4. I go out for a walk. Yes, I know. It's the devastated city you've all seen on the pages of Le Monde Diplomatique and in Wim Wenders' Buena Vista Social Club. I leave my son at the door of the renovated school, formerly a store for goods decommissioned by the state. According to the state, my son's future is guaranteed. According to my instincts as a father and a poet, his present is no more or less uncertain than that of all inhabitants of this planet in turmoil, our everyday volcano. The price of the noni, or Indian mulberry, a prodigious fruit said to possess 101 curative properties, is 5 pesos per bundle in the state market and 7 pesos at the herbalist's store. The young women I bump into on the road to central Havana look as beautiful and healthy as ever, “like precious pearls, the adornment of dream . . .” On the Malecón a typical scene of latin socialism: a man in charge of the excavator, working; 19 men observing. They're not curious; they're workers and bosses on the job. These gesticulate, those remain absorbed in contemplation. One even stretches his body along the wall, rests his head on a colleague's thigh, and smokes a cigarette. Marx and Lafargue, father and son-in-law, eternally reconciled: the right to work and the right to rest in dialectical unity.
      For their part, those people from think tanks of the Christian and materialist West who have determined Cuba, among other non-hegemonic nations, to be a poor country, profess not only an extreme and fundamentalist materialism but also a limited vision, one impoverished in turn in the spirit-matter of development and movement. Because spirit-matter is not just object, its liberty is not only free will, and its realization is not only gratification.

5. Who said that all reality was rational: an ideologue in the service of a party or a poet in the service of publicity? In the propaganda of capitalist society the call to an individualist carpe diem is paramount: BE YOURSELF. And even, as I have observed in the Amsterdam airport, BE A TIGER. Don't let others consume for you. Here and now, consume anything, so long as the one consuming it is you. GET A LIFE. In the most austere society that Cubans have ever lived through, propaganda attempts to activate other regions of consciousness. For example: IDEAS CANNOT BE DEFEATED, IDEAS ARE IMMORTAL, etcetera. Platon dixit, Marx dixit. There is, furthermore, a word in which commercial and political propaganda coincide: revolution. And still another word into which all ideological, economic, mystic, and sumptuary messages and values flow: energy. Supreme mystery of our unreality.
      As long as I'm an individual, a poet, and in a certain way an idiot—following the Hellenic interpretation of an independent individual—I find both calls sympathetic and stimulating. Full of grace, yes, and empty of meaning. Grace and meaning: here is one of the points around which the intellectual can take action in the face of power and in the social matrix. I propose combinations. Such as: BE YOURSELF, IDEAS ARE IMMORTAL. Naturally one knows that to dialogue directly with power, one must have better tools than the mere verbal and conceptual ingenuity that underlies all philosophical poetry. But at the end of the day, we won't lack for work or for materia prima: how do we go back and fill these pairings with meaning if not by using contraries, by using the badly applied concepts that we have inherited from our decomposed civilization: messianism and productivity, saving and dignity, future and death, honesty and democracy, revolution and consumption. Revolution: today they name you in advertisements at the four corners of the world: alleluia!

▸ **Recorded data**:

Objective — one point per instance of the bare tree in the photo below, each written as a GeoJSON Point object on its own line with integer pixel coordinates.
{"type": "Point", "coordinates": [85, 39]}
---
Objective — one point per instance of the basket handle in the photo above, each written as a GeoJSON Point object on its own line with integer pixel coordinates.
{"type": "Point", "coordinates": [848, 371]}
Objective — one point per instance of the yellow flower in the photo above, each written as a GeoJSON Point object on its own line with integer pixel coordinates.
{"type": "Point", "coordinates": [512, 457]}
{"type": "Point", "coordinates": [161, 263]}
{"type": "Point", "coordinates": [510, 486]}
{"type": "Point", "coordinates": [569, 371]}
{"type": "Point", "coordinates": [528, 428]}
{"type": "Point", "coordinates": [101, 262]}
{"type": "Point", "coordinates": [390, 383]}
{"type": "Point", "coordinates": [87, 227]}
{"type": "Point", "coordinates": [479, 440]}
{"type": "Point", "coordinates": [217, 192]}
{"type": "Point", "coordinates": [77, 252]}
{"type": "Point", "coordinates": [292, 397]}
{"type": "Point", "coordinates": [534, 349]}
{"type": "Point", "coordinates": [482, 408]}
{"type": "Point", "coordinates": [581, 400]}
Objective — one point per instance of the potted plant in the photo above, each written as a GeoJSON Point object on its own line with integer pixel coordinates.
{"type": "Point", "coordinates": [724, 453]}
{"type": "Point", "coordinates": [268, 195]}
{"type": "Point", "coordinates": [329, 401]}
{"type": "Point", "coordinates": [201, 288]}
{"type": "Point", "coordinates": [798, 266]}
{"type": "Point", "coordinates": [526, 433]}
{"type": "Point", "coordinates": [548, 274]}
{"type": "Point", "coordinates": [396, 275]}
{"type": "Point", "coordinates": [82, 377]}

▸ **List of tasks**:
(1) Set down the part of the essay on Havana that runs from "5. Who said" down to "of our unreality.", copying it word for word.
(2) Summarize the essay on Havana in two sentences.

▸ **Expected outputs**:
(1)
5. Who said that all reality was rational: an ideologue in the service of a party or a poet in the service of publicity? In the propaganda of capitalist society the call to an individualist carpe diem is paramount: BE YOURSELF. And even, as I have observed in the Amsterdam airport, BE A TIGER. Don't let others consume for you. Here and now, consume anything, so long as the one consuming it is you. GET A LIFE. In the most austere society that Cubans have ever lived through, propaganda attempts to activate other regions of consciousness. For example: IDEAS CANNOT BE DEFEATED, IDEAS ARE IMMORTAL, etcetera. Platon dixit, Marx dixit. There is, furthermore, a word in which commercial and political propaganda coincide: revolution. And still another word into which all ideological, economic, mystic, and sumptuary messages and values flow: energy. Supreme mystery of our unreality.

(2) After leaving the narrator's son at a renovated school, the narrator walks through Havana, noting the price of noni fruit, the beauty of the young women, and a scene on the Malecón where one man works an excavator while nineteen others watch, which the narrator calls typical of latin socialism. The essay then contrasts capitalist slogans such as BE YOURSELF with Cuban ones such as IDEAS ARE IMMORTAL, proposes combining them, and observes that the word "revolution" appears in both commercial and political propaganda.